**Reading text**
----------------------------------------

Sunday, September 10, 2017

Horse Racing Puzzle

Question: There are 25 horses available.  We want to select the fastest three horses out of this 25 but are allowed to do horse-racing with 5 horses at a time only.  How many minimum numbers of horse races we need to do to get the best 3?

Answer:

If you answer 11, it might not be wrong, but that's not optimal.  The key here is "can we quantify the speed of each horse doing the race?".  Say we do 5-horses racing, can we note the individual speed of each horse?  If we can, then the life is beautiful.

Here is the steps (if can measure the speed of each horse):

  1. Do 5-group races (5-horse for each group).  We record the speed of top-3 (say a,b,c,d,e correspond to race group, and 1, 2, and 3 correspond to the speed ranking, then we get S[a][1], S[a][2], S[a][3], S[b][1], S[b][2], S[b][3], ..., S[e][1], S[e][2], S[e][3]).  (Note: S[group][rank] := speed value for group and rank).
  2. Sort the table (We can flatten the 2-dimension to 1-dimension). For example S[a][1] = T[1], S[a][2]=T[2], ...., so on. 
  3. Pick the top-3.  We get the top-3 fastest horses.
  4. Total race = 5
What about if don't have the ability to measure the speed (we know the top-3 just from seeing the race)?
  1. Do 5-group races (say Group A, ..., E), each with 5 horses (total = 5 races)
  2. For each group, we position the top-3 winners. For example, for group A: A1>A2>A3, B1>B2>B3 so on. (A1, A2, ..., A5 are arbitraries)
  3. As we are interested in the top-3 only, we should remove the Rank 4 - rank 5 horses (e.g, eliminate all horses in rank 4 and 5.  Thus A4,A5, B4, B5, C4,C5,D4,D5,E4,E5 are eliminated)
  4. We don't know whether A3>B3, or A3>C3, or B3>E3.  The same thing for A2 vs B2 so on.
  5. We do another race (6th race): A1, B1, C1, D1, E1.  If we get the winner: E1>C1>D1>B1>A1 (E1 the 1st winner, C1 the 2nd, D1 the 3rd) so we can eliminate B1 and A1 (the 4th and 5th).
  6. Because we eliminate A1 (the 1st winner in Group A), A2 and A3 (2nd and 3rd winners of group A) are automatically eliminated as well.
  7. Because we eliminate the top winner in group B (B1), there is no chance B2 and B3 gonna be the winners so they would be eliminated as well.

----------------------------------------

**Supplied records**
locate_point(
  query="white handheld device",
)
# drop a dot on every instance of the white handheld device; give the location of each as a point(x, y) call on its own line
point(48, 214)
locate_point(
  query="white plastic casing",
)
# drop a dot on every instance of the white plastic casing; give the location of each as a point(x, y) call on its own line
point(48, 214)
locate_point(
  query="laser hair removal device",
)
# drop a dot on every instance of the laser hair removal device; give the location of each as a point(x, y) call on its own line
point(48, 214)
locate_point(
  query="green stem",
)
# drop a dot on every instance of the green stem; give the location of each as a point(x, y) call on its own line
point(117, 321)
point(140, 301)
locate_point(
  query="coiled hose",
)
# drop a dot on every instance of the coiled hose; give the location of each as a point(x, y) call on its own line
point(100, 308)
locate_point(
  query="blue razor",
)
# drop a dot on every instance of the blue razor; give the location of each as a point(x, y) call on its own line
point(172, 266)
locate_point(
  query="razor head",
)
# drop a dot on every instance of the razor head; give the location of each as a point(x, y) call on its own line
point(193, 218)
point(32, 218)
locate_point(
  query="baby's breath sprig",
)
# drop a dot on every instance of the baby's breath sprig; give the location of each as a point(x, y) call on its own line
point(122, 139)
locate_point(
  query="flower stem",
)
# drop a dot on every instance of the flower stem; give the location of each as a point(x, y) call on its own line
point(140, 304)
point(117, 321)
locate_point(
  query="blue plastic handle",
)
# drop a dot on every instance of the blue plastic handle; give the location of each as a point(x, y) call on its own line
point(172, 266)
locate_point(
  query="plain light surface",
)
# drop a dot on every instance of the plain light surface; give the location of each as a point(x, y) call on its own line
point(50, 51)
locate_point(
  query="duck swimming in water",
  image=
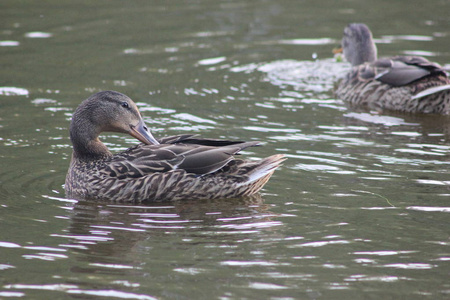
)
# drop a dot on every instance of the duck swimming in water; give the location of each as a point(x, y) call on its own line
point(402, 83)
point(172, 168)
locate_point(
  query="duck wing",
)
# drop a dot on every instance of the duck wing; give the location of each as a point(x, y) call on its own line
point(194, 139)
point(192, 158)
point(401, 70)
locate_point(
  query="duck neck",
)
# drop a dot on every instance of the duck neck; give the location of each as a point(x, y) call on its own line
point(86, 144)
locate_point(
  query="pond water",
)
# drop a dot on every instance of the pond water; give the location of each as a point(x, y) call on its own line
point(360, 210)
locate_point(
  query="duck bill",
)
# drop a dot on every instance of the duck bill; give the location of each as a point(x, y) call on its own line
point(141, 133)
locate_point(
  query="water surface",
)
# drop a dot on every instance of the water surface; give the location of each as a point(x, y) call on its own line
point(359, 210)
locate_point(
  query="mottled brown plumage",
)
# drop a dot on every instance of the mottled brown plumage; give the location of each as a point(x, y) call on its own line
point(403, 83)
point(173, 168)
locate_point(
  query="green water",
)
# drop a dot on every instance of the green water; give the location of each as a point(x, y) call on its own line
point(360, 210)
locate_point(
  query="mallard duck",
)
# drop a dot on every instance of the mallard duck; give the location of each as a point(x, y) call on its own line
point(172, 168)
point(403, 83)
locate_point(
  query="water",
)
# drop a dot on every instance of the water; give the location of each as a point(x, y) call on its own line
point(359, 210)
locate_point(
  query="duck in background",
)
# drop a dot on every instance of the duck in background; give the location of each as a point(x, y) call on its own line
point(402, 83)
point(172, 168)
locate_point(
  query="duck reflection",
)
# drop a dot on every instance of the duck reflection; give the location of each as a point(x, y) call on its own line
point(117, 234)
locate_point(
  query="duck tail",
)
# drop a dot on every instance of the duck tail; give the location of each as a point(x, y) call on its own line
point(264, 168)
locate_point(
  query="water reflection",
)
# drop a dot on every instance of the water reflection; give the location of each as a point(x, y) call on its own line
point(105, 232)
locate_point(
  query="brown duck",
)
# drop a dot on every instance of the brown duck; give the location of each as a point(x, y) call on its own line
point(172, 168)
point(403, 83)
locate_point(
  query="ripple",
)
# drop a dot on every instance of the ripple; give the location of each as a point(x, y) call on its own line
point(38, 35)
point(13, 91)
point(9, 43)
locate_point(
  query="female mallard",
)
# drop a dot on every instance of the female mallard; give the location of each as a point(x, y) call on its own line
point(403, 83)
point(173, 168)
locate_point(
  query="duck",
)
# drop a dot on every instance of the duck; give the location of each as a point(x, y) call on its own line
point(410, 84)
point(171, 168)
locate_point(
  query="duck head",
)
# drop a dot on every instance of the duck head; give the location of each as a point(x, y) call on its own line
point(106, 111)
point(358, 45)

----------------------------------------

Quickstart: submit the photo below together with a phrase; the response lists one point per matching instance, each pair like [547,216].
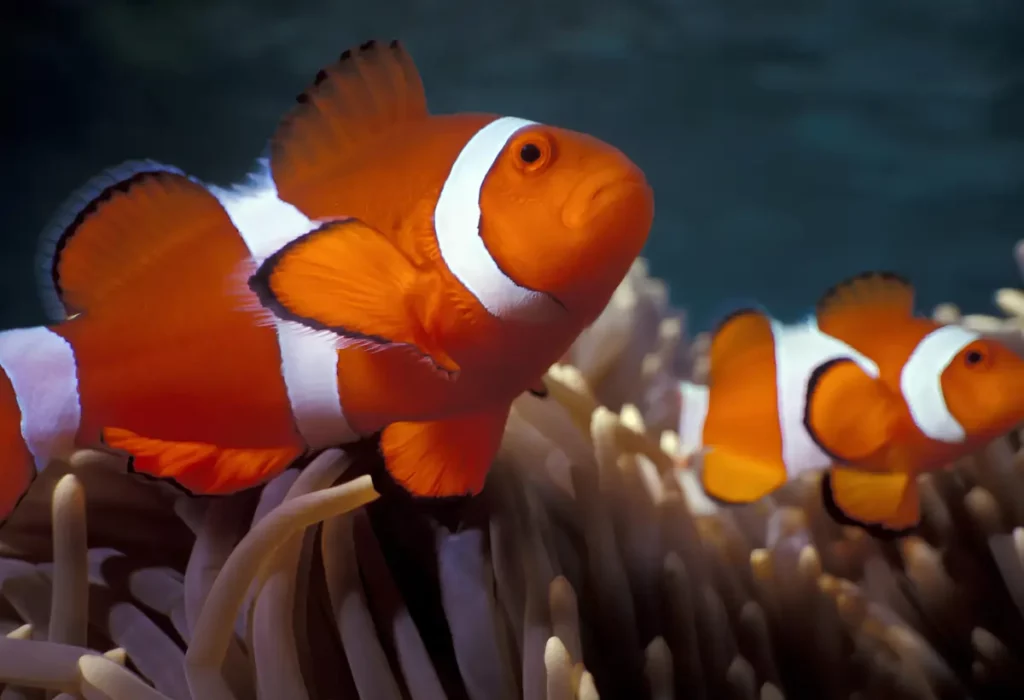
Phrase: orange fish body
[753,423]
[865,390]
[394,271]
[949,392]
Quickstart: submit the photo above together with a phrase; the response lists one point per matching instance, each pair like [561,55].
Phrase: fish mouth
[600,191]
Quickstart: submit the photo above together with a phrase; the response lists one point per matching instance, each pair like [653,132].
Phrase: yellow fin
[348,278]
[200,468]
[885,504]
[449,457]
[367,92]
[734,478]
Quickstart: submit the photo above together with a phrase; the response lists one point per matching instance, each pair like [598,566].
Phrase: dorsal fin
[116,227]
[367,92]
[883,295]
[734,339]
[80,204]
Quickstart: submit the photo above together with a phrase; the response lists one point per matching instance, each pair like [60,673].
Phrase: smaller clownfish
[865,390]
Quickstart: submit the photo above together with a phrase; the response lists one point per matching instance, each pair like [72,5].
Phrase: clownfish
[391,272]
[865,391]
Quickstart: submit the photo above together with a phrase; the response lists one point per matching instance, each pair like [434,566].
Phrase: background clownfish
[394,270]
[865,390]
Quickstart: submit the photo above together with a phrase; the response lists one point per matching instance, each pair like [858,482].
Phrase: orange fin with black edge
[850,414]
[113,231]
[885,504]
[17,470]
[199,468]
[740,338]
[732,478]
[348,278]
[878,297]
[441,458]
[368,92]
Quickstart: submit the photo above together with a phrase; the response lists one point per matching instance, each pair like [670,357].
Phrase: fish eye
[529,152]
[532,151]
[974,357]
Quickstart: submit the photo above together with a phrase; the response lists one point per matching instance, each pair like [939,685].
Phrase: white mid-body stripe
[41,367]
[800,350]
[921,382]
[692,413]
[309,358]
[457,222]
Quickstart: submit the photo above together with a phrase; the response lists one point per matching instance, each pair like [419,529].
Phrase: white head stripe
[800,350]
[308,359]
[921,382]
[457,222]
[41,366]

----------------------------------------

**Parts of the exercise**
• A. List each line of the records that contains the word "coiled".
• B. Write the next part of the horse racing puzzle text, picking up after its last line.
The horse racing puzzle and the records have nothing to do with each other.

**Per-task outputs**
• A.
  query="coiled hose",
# drop a dot on every instance of the coiled hose; give the location of each as a point(x, y) call on its own line

• B.
  8. 7th race: we do race C1 against D1 against E1.  Say the outcome is E1>C1>D1.  This way, we are sure E1 would be the fastest of all, C1 would be the runner-up and D1 is in the third place.  What about C2, C3, D2, D3, E2, E3? There is no chance they would win (Hey, if the best in each group [rank 1] couldn't win the top, how the 2nd and 3rd place would win?)
The original table (after 5 races), we rank the winners of each group as follows:
Group A Group B Group C Group D Group E
Rank 1 A1 B1 C1 D1 E1
Rank 2 A2 B2 C2 D2 E2
Rank 3 A3 B3 C3 D3 E3
Rank 4 A4 B4 C4 D4 E5
Rank 5 A5 B5 C5 D5 E5

After eliminating 4th and 5th of each group:
Group A Group B Group C Group D Group E
Rank 1 A1 B1 C1 D1 E1
Rank 2 A2 B2 C2 D2 E2
Rank 3 A3 B3 C3 D3 E3
Rank 4




Rank 5





After 6th race (A1,B1,C1,D1,E1), the winners are E1>C1>D1>B1>A1.  We eliminate A1, B1 (4th and 5th winners of 6th race)
Group A Group B Group C Group D Group E
Rank 1
C1 D1 E1
Rank 2 A2 B2 C2 D2 E2
Rank 3 A3 B3 C3 D3 E3
Rank 4




Rank 5





Because the best of group A (A1) and the best of group B (B1) are eliminated (losers), there is no chance for 2nd and 3rd winner of group A (A2, A3)  and 2nd and 3rd winner of B (B2, B3) would win. We eliminate A1, A2, B1, and B2:

Group A Group B Group C Group D Group E
Rank 1
C1 D1 E1
Rank 2
C2 D2 E2
Rank 3

C3 D3 E3
Rank 4




Rank 5





We've got E1>C1>D1.  If the best of group D (D1) only sits in the 3rd place, the worse two in group D (D2 and D3) would definitely never have a chance to win.  We eliminate D2, D3.

C1 could only sit in the 2nd place, C2 is still possible to sit in the 3rd place, but the 3rd place in group C (C3) would not get a chance to sit in the last 3rd place either. Eliminate C3.
Group A Group B Group C Group D Group E
Rank 1
C1 D1 E1
Rank 2
C2
E2
Rank 3


E3
Rank 4




Rank 5





We already know, E1 is the best of all, so there is no point to do a race with the horse again.  Now we have E2, E3, C1, C2, D1 to race against each other.

7th race: Say we get E2>C1>C2.  We could eliminate E3, D1 then.  Now we have E1>E2>C1>C2.  We eliminate the 4th (C2).

We get the top-3 (E1>E2>C1) !!!

Group A Group B Group C Group D Group E
Rank 1
C1
E1
Rank 2


E2
Rank 3



Rank 4




Rank 5






NOTE:
After second thought, the 4th and 5th elimination in the beginning actually assumes these bottom two are the lowest of all.  This may be dangerous, as we split the race into groups, each group is independent each other.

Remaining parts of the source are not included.